- [Your instructions]
Print the plot summary below verbatim, from "The final act" to "him in 2000.".

- [Passage]
++++++
Emerging from the air-raid shelter, Denzer and Maggie are arrested because they are not wearing mandatory dosimeters. Tossed into a holding cell with other miscreants and drunks, they encounter Valendora and Chase, who are similarly inconvenienced. Valendora has a statistics article he needs to get to a reputable journal. Chase has a thesis that requires Senator Horton's urgent attention. Denzer has his own deadline to worry about. Fortunately at their arraignment Maggie spots a friend, another journalist who is covering the court for her newspaper. They retrieve what they think is Denzer's envelope from a pile, hand her the material to take to Nature's Way with instructions to the magazine compositor to rush it into print. Then they settle down to wait their turn to make bail.

To their horror, when they emerge to get a copy of the magazine, instantly printed on the sidewalk by yet another robot, they find that the materials they sent were Chase's thesis and Valendora's journal article. Digested by the magazine's computer they announce to the world that, according to Valendora, the All-Star Game is the most likely time for a "sneak punch" attack by the Communists, and according to Chase, the planned Civilian Shelters will be ineffective even against chemical explosives, let alone nuclear bombs. Valendora offers another, less scientific, prediction.

"I estimate that within five minutes we will all be back in the calabazo" (i.e. jail).
The story continues "But he was wrong. It was actually less than three."

The final act takes place in the President's office during the All-Star Game, with Senator Horton explaining why the four of them, then sitting meekly on a couch nearby, have just saved the country. Publishing Valendora's article not only caused the armed forces to check their own data and go on alert, it caused the Communists to hold back because the element of surprise had been lost. The nation's obsession with the All-Star Game would have caused everyone to be "looking the other way" as the attack commenced. Horton notes that Nazi Germany used a similar tactic of scheduling attacks for holidays and long weekends. At the same time as Valendora's analysis deflected the attack, Chase's thesis effectively deflated C.S.B. This removed the issue platform that the President's party had intended to milk for all it was worth, aiming to re-elect him in 2000.
++++++
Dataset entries
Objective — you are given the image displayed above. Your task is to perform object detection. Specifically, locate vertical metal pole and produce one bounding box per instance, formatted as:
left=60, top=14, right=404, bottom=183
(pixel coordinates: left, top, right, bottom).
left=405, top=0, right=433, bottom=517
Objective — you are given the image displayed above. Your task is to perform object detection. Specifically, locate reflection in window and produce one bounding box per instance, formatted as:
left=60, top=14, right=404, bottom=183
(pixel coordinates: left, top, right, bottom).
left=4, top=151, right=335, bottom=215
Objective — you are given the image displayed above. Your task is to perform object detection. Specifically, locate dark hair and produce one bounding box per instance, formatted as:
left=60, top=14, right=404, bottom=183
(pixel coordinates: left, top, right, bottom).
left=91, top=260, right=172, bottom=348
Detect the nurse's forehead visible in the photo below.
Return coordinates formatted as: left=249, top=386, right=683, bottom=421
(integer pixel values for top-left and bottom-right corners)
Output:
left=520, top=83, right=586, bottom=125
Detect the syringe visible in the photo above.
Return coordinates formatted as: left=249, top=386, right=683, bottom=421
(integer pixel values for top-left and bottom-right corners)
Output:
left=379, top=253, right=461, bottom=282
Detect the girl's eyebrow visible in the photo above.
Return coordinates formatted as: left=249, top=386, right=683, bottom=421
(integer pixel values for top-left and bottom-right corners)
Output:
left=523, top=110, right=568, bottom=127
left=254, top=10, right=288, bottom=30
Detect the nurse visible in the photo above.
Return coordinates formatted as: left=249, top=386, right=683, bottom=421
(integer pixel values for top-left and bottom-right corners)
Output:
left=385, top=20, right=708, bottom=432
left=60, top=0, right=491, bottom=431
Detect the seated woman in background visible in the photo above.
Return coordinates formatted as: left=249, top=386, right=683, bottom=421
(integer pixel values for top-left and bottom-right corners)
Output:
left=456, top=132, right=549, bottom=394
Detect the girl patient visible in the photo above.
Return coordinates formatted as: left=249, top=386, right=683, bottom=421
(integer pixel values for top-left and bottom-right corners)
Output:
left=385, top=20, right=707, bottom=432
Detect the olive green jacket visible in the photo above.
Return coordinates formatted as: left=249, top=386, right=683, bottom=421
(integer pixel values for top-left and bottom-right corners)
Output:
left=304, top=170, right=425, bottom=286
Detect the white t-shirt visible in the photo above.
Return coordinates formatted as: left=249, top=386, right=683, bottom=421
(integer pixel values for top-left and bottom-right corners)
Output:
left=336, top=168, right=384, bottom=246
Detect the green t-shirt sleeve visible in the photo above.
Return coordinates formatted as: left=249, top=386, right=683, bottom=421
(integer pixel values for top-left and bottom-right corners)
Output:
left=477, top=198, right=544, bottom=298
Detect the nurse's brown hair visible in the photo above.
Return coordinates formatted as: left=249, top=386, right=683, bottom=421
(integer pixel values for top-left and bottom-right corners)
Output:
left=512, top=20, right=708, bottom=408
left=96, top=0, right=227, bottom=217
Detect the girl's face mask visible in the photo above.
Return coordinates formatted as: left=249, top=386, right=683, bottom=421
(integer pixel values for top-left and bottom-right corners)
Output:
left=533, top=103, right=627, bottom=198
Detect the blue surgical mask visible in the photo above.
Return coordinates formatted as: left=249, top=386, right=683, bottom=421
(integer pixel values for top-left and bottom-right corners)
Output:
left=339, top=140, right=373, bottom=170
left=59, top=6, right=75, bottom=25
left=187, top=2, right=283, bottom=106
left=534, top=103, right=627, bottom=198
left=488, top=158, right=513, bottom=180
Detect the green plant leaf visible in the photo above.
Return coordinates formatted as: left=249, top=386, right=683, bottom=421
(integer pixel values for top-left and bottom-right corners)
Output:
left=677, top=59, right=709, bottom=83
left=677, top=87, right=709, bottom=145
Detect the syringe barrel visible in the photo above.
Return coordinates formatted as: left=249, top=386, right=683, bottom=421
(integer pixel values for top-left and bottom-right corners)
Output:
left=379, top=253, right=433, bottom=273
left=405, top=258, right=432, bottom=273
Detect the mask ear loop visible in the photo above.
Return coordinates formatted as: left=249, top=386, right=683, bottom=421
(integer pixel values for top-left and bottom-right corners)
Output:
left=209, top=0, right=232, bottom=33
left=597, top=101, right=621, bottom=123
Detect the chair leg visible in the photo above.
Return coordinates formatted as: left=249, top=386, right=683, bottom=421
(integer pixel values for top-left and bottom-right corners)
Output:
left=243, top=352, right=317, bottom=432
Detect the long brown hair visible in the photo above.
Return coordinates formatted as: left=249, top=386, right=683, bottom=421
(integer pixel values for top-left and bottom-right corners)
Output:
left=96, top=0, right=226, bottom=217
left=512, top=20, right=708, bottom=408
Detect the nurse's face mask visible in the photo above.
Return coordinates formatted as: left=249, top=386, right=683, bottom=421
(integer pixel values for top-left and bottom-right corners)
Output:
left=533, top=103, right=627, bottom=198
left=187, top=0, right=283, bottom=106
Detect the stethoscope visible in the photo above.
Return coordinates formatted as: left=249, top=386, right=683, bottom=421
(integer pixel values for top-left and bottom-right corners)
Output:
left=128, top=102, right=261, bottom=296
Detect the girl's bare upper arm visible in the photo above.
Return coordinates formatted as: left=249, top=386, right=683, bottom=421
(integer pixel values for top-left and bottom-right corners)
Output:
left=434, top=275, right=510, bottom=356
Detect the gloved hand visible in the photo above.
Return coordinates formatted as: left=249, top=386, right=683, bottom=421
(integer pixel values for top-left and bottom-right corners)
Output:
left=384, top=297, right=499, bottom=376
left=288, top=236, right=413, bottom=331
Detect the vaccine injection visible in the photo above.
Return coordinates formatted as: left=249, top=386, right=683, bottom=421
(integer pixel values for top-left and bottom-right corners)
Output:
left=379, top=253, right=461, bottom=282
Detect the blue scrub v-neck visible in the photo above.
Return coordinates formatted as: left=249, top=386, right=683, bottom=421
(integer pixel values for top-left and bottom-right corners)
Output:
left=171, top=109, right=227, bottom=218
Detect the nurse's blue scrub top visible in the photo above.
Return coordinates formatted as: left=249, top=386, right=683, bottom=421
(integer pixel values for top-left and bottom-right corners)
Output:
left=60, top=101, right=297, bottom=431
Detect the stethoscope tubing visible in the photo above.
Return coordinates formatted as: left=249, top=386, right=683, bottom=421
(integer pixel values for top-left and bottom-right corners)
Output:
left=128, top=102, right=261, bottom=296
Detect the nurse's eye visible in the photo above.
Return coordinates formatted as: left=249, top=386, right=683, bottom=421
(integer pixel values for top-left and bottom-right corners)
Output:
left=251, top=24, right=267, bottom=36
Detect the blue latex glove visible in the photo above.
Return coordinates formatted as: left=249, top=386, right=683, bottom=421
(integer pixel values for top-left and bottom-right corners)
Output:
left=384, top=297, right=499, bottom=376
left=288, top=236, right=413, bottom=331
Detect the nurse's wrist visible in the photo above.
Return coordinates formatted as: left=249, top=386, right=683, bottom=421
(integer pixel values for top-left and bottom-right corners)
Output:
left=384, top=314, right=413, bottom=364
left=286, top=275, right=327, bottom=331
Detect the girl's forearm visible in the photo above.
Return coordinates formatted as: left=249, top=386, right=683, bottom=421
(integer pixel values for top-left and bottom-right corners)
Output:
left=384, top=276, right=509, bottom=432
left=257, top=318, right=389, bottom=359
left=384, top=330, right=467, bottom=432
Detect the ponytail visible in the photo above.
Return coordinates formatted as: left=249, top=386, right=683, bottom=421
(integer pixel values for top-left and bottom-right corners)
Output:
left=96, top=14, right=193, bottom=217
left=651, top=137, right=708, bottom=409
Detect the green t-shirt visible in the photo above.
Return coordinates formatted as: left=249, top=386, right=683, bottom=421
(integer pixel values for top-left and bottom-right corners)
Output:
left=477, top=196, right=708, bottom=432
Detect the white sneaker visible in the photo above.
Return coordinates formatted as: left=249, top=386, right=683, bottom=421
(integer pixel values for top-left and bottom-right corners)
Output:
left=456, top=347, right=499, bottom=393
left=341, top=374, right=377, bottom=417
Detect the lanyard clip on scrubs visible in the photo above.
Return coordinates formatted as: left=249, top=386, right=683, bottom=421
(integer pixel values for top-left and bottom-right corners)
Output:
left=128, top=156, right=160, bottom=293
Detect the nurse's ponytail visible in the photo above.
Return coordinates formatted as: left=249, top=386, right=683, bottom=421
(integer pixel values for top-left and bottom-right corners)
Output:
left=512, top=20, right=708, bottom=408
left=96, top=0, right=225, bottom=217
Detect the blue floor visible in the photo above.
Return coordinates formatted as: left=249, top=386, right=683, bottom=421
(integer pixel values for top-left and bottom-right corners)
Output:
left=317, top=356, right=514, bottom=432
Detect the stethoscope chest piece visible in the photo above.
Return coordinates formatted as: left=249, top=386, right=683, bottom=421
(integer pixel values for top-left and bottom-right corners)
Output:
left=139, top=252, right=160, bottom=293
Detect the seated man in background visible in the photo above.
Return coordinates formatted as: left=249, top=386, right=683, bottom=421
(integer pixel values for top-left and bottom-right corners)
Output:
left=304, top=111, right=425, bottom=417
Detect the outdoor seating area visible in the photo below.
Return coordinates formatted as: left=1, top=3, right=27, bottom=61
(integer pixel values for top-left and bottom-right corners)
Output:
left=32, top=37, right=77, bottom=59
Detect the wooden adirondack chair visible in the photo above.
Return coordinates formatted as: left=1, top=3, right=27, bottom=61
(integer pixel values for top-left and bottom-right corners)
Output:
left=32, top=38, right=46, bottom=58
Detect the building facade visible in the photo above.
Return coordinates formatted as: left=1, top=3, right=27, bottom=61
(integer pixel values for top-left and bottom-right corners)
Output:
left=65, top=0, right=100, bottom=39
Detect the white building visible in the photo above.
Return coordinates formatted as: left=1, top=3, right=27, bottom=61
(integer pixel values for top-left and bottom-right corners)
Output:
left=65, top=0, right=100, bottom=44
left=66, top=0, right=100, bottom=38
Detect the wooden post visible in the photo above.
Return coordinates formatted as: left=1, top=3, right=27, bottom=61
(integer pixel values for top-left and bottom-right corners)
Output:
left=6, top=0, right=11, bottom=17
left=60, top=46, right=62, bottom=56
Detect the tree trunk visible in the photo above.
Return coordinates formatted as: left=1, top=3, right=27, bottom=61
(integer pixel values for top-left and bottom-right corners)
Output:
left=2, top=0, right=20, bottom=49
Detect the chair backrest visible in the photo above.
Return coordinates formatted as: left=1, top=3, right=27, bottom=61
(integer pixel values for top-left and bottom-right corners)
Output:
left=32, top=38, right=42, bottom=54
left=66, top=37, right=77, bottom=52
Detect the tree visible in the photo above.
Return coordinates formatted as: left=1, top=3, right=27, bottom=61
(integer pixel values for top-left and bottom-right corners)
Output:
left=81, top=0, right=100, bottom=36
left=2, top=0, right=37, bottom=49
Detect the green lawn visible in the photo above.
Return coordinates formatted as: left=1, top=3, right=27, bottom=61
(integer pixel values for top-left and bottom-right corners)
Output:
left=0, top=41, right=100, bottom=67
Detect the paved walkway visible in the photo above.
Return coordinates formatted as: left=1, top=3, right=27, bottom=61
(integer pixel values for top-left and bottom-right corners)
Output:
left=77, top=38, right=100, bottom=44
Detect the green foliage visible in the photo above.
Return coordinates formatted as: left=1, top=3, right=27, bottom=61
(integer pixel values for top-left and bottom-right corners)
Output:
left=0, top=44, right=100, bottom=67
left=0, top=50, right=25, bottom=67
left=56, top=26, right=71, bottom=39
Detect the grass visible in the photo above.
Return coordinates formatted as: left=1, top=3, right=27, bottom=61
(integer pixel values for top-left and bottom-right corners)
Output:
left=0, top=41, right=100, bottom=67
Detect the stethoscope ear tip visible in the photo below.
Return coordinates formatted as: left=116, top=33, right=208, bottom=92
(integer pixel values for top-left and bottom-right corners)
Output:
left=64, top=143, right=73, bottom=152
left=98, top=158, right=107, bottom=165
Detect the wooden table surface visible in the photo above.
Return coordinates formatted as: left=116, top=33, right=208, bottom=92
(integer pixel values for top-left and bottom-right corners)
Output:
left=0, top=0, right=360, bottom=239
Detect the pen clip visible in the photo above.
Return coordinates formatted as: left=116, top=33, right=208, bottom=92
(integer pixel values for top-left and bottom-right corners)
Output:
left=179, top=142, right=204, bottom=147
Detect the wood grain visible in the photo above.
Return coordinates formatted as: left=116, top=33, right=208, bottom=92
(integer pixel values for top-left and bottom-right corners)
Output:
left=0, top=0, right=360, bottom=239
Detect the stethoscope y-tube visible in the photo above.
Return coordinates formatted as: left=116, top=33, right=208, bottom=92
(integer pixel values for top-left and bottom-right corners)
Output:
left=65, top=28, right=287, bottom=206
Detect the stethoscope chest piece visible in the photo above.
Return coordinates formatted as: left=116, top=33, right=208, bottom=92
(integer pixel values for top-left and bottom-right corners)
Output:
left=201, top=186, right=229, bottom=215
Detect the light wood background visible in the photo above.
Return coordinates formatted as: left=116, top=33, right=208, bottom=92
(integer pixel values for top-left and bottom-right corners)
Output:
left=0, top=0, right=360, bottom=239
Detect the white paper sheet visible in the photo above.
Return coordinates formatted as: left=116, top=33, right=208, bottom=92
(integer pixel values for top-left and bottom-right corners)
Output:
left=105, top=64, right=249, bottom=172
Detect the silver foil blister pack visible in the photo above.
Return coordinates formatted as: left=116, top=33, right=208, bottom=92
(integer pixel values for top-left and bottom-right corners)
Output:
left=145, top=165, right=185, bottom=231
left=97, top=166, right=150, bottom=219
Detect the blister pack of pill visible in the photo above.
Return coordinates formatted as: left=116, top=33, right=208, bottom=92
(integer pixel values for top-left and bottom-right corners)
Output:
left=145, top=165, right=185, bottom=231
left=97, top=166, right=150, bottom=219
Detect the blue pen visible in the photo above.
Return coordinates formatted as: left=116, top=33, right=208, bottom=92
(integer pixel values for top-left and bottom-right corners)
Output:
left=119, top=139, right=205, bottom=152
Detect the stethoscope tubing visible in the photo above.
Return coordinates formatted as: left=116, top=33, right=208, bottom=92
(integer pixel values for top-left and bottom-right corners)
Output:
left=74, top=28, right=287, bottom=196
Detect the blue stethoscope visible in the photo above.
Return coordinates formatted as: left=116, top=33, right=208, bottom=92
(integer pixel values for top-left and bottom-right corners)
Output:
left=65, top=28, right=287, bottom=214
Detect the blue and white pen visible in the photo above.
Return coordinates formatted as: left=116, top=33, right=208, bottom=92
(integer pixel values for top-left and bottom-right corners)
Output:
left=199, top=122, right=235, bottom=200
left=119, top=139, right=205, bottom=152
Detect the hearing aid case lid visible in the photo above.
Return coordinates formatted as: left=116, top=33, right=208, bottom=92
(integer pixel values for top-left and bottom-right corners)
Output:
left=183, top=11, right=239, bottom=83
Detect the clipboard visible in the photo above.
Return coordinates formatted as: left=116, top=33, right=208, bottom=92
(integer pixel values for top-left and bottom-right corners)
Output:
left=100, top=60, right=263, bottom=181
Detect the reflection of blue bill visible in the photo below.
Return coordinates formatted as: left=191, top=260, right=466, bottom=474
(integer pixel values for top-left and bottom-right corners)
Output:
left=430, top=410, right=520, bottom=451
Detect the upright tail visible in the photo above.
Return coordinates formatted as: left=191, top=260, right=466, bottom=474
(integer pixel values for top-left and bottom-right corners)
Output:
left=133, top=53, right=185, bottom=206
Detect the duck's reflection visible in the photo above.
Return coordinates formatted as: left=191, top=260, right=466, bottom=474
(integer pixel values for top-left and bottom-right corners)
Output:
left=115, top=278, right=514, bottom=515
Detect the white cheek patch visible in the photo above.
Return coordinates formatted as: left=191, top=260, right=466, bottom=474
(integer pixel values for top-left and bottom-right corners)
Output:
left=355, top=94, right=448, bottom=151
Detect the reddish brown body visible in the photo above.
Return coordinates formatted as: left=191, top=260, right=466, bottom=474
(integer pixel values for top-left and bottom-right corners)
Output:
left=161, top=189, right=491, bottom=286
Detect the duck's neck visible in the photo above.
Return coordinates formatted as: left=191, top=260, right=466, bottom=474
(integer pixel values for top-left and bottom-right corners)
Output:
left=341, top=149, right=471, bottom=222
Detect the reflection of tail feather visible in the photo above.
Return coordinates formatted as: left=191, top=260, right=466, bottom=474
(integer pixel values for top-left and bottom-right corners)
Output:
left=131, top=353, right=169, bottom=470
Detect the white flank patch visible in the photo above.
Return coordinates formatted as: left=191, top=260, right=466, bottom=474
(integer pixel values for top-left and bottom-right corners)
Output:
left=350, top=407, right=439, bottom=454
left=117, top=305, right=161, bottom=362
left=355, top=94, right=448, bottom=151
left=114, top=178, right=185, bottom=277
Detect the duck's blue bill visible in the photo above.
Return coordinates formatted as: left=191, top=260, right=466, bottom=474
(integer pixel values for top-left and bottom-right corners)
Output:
++++++
- [Answer below]
The final act takes place in the President's office during the All-Star Game, with Senator Horton explaining why the four of them, then sitting meekly on a couch nearby, have just saved the country. Publishing Valendora's article not only caused the armed forces to check their own data and go on alert, it caused the Communists to hold back because the element of surprise had been lost. The nation's obsession with the All-Star Game would have caused everyone to be "looking the other way" as the attack commenced. Horton notes that Nazi Germany used a similar tactic of scheduling attacks for holidays and long weekends. At the same time as Valendora's analysis deflected the attack, Chase's thesis effectively deflated C.S.B. This removed the issue platform that the President's party had intended to milk for all it was worth, aiming to re-elect him in 2000.